STATED TASK 1:
Render every line of the dataset records below as a Markdown table with the columns "No." and "Record line", numbering the rows and leaving out blank lines. Omit the pictures from the table.

TEXT BLOCK:

━━━━━━━━━━━━━━━━━━━━━━━━━━━━━━

Overheating internal shower cabling

Hi All,
Hopefully someone can help me with this problem:
I've got a Gainsborough Energy1000x shower that started smoking today with the usual acrid smell of burning plastic. After isolating from the supply (and after getting dried off ;-) , I popped the cover and found that the overheating had actually been taking place at a terminal block, where the mains comes in and branches to the heater and other places. The terminal block is the most common type, like the ones in this image:
http://www.maplin.co.uk/media/largeimages/1153i0.jpg . I'm guessing it's a 30A one, due to it's size (and function).
Other than the overheating (which re-occurs after 5-10 mins of use), the shower is fine and the water temperature is normal. Is it possible that the only problem here could be the terminal block itself? The wires are fine, albeit a little blackened near the block. They don't feel overly warm while the shower is running, even when the overheating of the block is becoming evident. No other signs of overheating can be seen elsewhere. With the shower in a moist environment, could it be perhaps that the terminal block has corroded and now has enough resistance across it to heat it up beyond what it can handle?

━━━━━━━━━━━━━━━━━━━━━━━━━━━━━━

STATED TASK 2:
According to the post about the overheating shower cabling, how long after the shower is turned on does the overheating come back?

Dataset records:
━━━━━━━━━━━━━━━━━━━━━━━━━━━━━━

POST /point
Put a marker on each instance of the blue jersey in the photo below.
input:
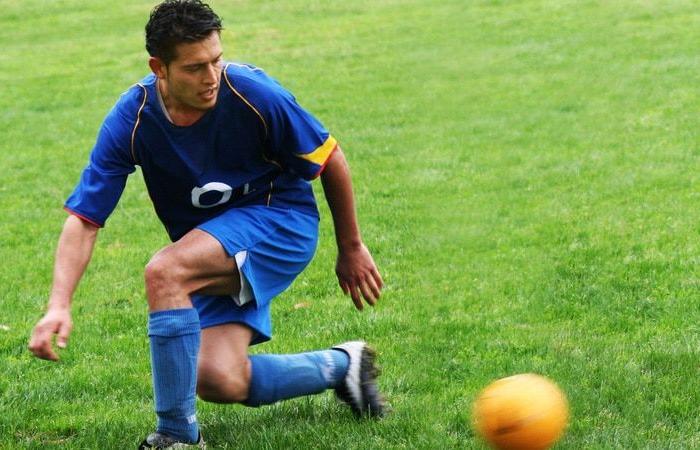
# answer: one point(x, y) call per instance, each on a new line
point(257, 146)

━━━━━━━━━━━━━━━━━━━━━━━━━━━━━━

RIGHT ANSWER 1:
| No. | Record line |
|---|---|
| 1 | POST /point |
| 2 | Put a marker on each instance of the blue jersey in the photo below. |
| 3 | input: |
| 4 | # answer: one point(x, y) call per instance, each on a new line |
| 5 | point(257, 146) |

RIGHT ANSWER 2:
After 5-10 minutes of use.